**ANWEISUNG A:** Gib aus dem Auszug zum Beschluss des Verwaltungsgerichtshofs den Abschnitt wortgetreu wieder, der mit „Die Beschwerde wird“ beginnt und mit „Vorschreibung zahlreicher Auflagen.“ endet.
**ANWEISUNG B:**
Beantworte anhand des Auszugs zum Beschluss des Verwaltungsgerichtshofs:
(i) Welcher Bundesminister hat den Bescheid vom 25. März 1994 erlassen?
(ii) Was wird im Spruch über die Beschwerde entschieden?
(iii) Wer erteilte mit Bescheid vom 31. März 1993 die gewerbebehördliche Genehmigung?

===== SEITENAUSZUG =====

10/07 Verwaltungsgerichtshof;
40/01 Verwaltungsverfahren;
50/01 Gewerbeordnung;
83 Naturschutz Umweltschutz;

Norm

AVG §13 Abs1;
AVG §66 Abs4;
AWG 1990 §29 Abs1;
AWG 1990 §29 Abs2;
GewO 1994 §356 Abs3;
VwGG §34 Abs1;

Betreff

Der Verwaltungsgerichtshof hat durch den Vorsitzenden Senatspräsident Dr. Griesmacher und die Hofräte DDr. Jakusch, Dr. Gruber, Dr. Stöberl und Dr. Blaschek als Richter, im Beisein der Schriftführerin Mag. Marihart, in der Beschwerdesache des Ing. D in S, vertreten durch Dr. T, Rechtsanwalt in W, gegen den Bescheid des Bundesministers für wirtschaftliche Angelegenheiten vom 25. März 1994, Zl. 317.073/1-III/A/2a/94, betreffend gewerbliche Betriebsanlage (mitbeteiligte Partei: F-Gesellschaft m.b.H. in J, vertreten durch Dr. P, Rechtsanwalt in S), den Beschluß gefaßt:

Spruch

Die Beschwerde wird zurückgewiesen.

Der Beschwerdeführer hat dem Bund Aufwendungen in der Höhe von S 4.565,-- und der mitbeteiligten Partei Aufwendungen in der Höhe von S 12.740,-- binnen zwei Wochen bei sonstiger Exekution zu ersetzen. Das Mehrbegehren der mitbeteiligten Partei wird abgewiesen.

Begründung

Der Bürgermeister der Stadt St. Pölten erteilte mit Bescheid vom 31. März 1993 der mitbeteiligten Partei die gewerbebehördliche Genehmigung der Änderung eines gewerbebehördlich genehmigten Spanplattenwerkes im näher bezeichneten Standort unter Vorschreibung zahlreicher Auflagen.

Gegen diesen Bescheid erhoben eine Reihe von Nachbarn - u.a. der Beschwerdeführer - sowie die mitbeteiligte Partei Berufung.

===== DATENSATZ =====

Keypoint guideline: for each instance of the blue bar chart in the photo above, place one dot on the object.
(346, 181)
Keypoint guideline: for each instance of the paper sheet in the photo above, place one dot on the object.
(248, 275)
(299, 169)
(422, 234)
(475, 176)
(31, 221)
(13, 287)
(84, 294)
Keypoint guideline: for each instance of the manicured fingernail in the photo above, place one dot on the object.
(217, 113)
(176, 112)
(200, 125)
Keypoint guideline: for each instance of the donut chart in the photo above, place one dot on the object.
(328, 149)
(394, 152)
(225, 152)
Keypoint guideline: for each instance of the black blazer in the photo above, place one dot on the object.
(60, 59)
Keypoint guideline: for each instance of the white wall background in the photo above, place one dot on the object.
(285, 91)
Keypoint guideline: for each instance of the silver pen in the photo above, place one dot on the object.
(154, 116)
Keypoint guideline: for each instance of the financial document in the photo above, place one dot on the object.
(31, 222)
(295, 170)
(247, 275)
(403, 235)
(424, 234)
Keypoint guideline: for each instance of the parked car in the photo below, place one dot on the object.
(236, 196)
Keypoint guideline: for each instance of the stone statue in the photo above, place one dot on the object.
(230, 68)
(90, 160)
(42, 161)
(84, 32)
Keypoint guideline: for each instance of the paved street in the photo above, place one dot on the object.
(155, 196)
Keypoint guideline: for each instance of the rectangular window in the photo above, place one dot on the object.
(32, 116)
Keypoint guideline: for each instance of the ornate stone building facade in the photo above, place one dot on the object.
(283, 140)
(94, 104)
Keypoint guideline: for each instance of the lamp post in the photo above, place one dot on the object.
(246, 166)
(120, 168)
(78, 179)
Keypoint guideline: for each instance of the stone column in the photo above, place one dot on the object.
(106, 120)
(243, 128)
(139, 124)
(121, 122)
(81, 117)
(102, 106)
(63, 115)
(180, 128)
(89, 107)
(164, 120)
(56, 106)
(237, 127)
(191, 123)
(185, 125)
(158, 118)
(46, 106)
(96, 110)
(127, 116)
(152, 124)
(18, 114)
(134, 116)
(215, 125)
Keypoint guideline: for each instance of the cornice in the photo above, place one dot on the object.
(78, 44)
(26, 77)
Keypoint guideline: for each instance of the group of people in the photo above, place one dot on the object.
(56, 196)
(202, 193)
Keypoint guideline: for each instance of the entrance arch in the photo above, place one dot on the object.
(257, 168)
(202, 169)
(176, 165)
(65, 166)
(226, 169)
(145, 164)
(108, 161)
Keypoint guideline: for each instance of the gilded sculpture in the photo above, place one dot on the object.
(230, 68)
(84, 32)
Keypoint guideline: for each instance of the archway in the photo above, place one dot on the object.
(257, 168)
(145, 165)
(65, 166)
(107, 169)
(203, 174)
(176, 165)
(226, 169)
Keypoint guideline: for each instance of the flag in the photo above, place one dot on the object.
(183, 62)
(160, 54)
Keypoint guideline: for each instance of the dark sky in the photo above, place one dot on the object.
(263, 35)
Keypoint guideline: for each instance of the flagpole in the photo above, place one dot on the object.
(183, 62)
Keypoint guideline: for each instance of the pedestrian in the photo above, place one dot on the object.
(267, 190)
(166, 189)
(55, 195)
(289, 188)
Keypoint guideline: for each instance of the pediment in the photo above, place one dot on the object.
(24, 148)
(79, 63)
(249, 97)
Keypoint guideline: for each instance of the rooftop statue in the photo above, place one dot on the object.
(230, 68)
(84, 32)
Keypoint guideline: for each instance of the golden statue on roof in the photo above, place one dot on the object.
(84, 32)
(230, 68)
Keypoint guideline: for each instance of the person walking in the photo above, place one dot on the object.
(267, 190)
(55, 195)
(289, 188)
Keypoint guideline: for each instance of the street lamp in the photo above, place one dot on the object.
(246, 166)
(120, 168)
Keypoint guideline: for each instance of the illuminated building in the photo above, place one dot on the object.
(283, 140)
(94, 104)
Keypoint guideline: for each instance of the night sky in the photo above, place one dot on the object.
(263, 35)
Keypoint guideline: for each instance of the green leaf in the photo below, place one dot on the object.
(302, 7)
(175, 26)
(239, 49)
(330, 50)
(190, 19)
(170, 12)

=====

**VOLLSTÄNDIGE ANTWORT A:**
Die Beschwerde wird zurückgewiesen.

Der Beschwerdeführer hat dem Bund Aufwendungen in der Höhe von S 4.565,-- und der mitbeteiligten Partei Aufwendungen in der Höhe von S 12.740,-- binnen zwei Wochen bei sonstiger Exekution zu ersetzen. Das Mehrbegehren der mitbeteiligten Partei wird abgewiesen.

Begründung

Der Bürgermeister der Stadt St. Pölten erteilte mit Bescheid vom 31. März 1993 der mitbeteiligten Partei die gewerbebehördliche Genehmigung der Änderung eines gewerbebehördlich genehmigten Spanplattenwerkes im näher bezeichneten Standort unter Vorschreibung zahlreicher Auflagen.

**VOLLSTÄNDIGE ANTWORT B:**
(i) Der Bundesminister für wirtschaftliche Angelegenheiten.
(ii) Die Beschwerde wird zurückgewiesen.
(iii) Der Bürgermeister der Stadt St. Pölten.